Условия задания ▸
**1.** Перепишите дословно часть текста о Советах и Временном правительстве. Начните с места, где стоят слова «Эта тенденция особенно», и остановитесь после слов «бросил реплику Ленин[414].».
**2.** Напишите продолжение текста о Советах и Временном правительстве, начиная сразу после его последнего предложения.

Текст ▸
------------------------------------------------

Аргумент Ленина: «Контроль без власти есть пустейшая фраза!.. Если я напишу бумажку или резолюцию, то они напишут контррезолюцию»[409] – был воспринят не всеми даже среди его сторонников. Андрей Бубнов из Иваново-Вознесенска говорил, например, о необходимости «стального» контроля со стороны масс[410], что дало возможность Каменеву острить о его согласии даже на контроль «каменный». Бубнов ответил, что «контроль, о котором говорю я, ничего общего не имеет с тем, который предлагает т. Каменев; это не бумажный контроль, а контроль масс». Но, как заметил Зиновьев, не только «каменный» и «стальной», но даже контроль «бронзовый» и «чугунный» могут превратить Советы в не что иное, как «хор при Милюкове»[411]. В конечном счете делегаты отклонили каменевский «контроль» и против ленинской резолюции об отношении к Временному правительству проголосовало лишь трое, при восьми воздержавшихся. Но о содержании работы Советов продолжали дискутировать до конца конференции.
Поставленные перед необходимостью решать уйму вопросов, связанных с нуждами населения, Советы – через различного рода «контрольные» комиссии – втягивались в «деловое» сотрудничество с органами управления правительства. Причем делегаты отмечали, что эти органы стараются спихнуть на Советы наиболее острые вопросы: продовольственный, транспортный, топливный, а в некоторых провинциальных городах и чисто полицейские функции[412]. «Ведь буржуазия, – говорил Бубнов, – рассуждает так: нужно Совет приручить, нужно эту власть унизить, нужно силу Совета соединить с той властью, которая есть у Временного правительства». Тактика буржуазии очевидна: «Совет надо сделать не противодействующим органом, а органом содействующим, приобщить его к государственной власти»[413].
Эта тенденция особенно отчетливо проявлялась в столичных Советах, за что они подверглись критике со стороны делегатов с мест. «В Петрограде у Совета р. и с. депутатов власти нет, – сказал кронштадтский делегат Артём Любович, – и в этом все его развращающее влияние на провинциальные Советы». Самокритичным было выступление члена исполкома Моссовета Петра Гермогеновича Смидовича: «Совет находится в каком-то приниженном настроении. Власть не в его руках, но он проникнут какой-то государственностью… Сотрудничество с буржуазией создает настроение враждебного чувства к нам. Быть там трудно». Главное же, заметил Смидович, за сутолокой повседневных дел, на которые уходит вся энергия, – «улетучивается способность революционного углубления и расширения революции». «Совершенно верно», – бросил реплику Ленин[414].

------------------------------------------------

Представленный материал ▸

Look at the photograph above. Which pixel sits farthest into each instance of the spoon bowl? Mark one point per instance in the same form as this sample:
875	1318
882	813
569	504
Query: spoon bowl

------------------------------------------------

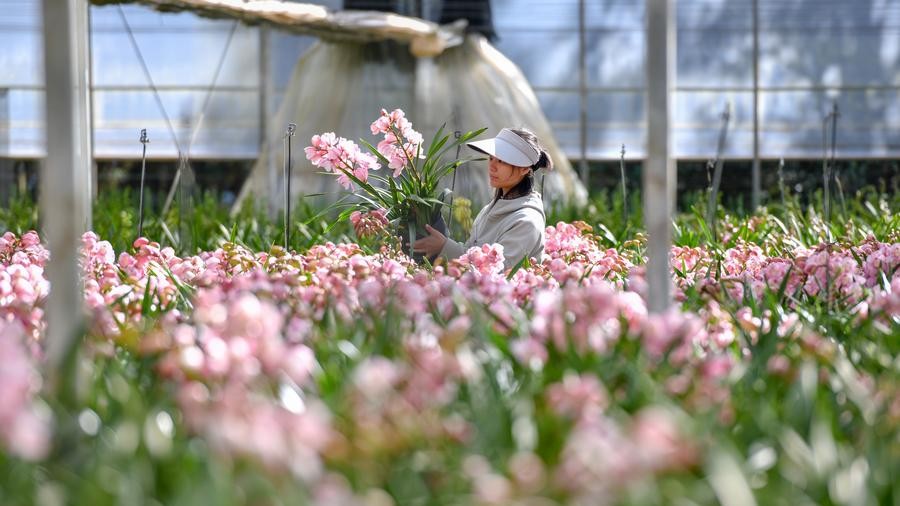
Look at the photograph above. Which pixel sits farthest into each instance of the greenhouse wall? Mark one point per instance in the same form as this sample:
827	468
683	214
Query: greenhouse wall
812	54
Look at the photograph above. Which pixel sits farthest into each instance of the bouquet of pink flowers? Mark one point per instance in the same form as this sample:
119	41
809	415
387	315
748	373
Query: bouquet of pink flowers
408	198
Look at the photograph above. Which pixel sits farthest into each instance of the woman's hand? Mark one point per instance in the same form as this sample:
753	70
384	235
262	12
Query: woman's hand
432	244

------------------------------------------------

Ожидаемые ответы ▸
**1.**
Эта тенденция особенно отчетливо проявлялась в столичных Советах, за что они подверглись критике со стороны делегатов с мест. «В Петрограде у Совета р. и с. депутатов власти нет, – сказал кронштадтский делегат Артём Любович, – и в этом все его развращающее влияние на провинциальные Советы». Самокритичным было выступление члена исполкома Моссовета Петра Гермогеновича Смидовича: «Совет находится в каком-то приниженном настроении. Власть не в его руках, но он проникнут какой-то государственностью… Сотрудничество с буржуазией создает настроение враждебного чувства к нам. Быть там трудно». Главное же, заметил Смидович, за сутолокой повседневных дел, на которые уходит вся энергия, – «улетучивается способность революционного углубления и расширения революции». «Совершенно верно», – бросил реплику Ленин[414].

**2.**
Смидовичу ответила секретарь Пресненского райкома Москвы Костеловская: «В Московском Совете только пожинают то, что сеяли. Вместо того, чтобы заниматься организацией, сговариваться с массой, они пошли сговариваться с правительством… Это завело их в тупик, сделало их прислужниками буржуазии (Ленин с места: «Правда». Аплодисменты)… Московский Совет, – продолжала Костеловская, – разошелся с массой, на которую он должен бы опереться. Масса левее Совета, а Совет левее президиума»[415].
Анализируя эти выступления, Ленин отметил, что стремление буржуазии интегрировать Советы в систему консолидирующейся буржуазной власти – несомненно. Эта опасность отчетливо проявляется в столице и других крупных центрах, где состав Советов был менее пролетарским. Будучи втянутыми в «большую политику», эти Советы начинали переносить свои взаимоотношения с Временным правительством из сферы «контроля» в плоскость «делового» партнерства, порождая тем самым усиление политической зависимости от аппарата буржуазной власти. А это, в свою очередь, вело к таким опасным тенденциям, как бюрократизация революционного движения и сужение инициативы самих масс. И если такого рода тенденции разовьются, то сама постановка вопроса о власти Советов станет «бессмысленна», ибо, как выразился Ленин, «если нужна буржуазная республика, то это могут сделать и кадеты»[416].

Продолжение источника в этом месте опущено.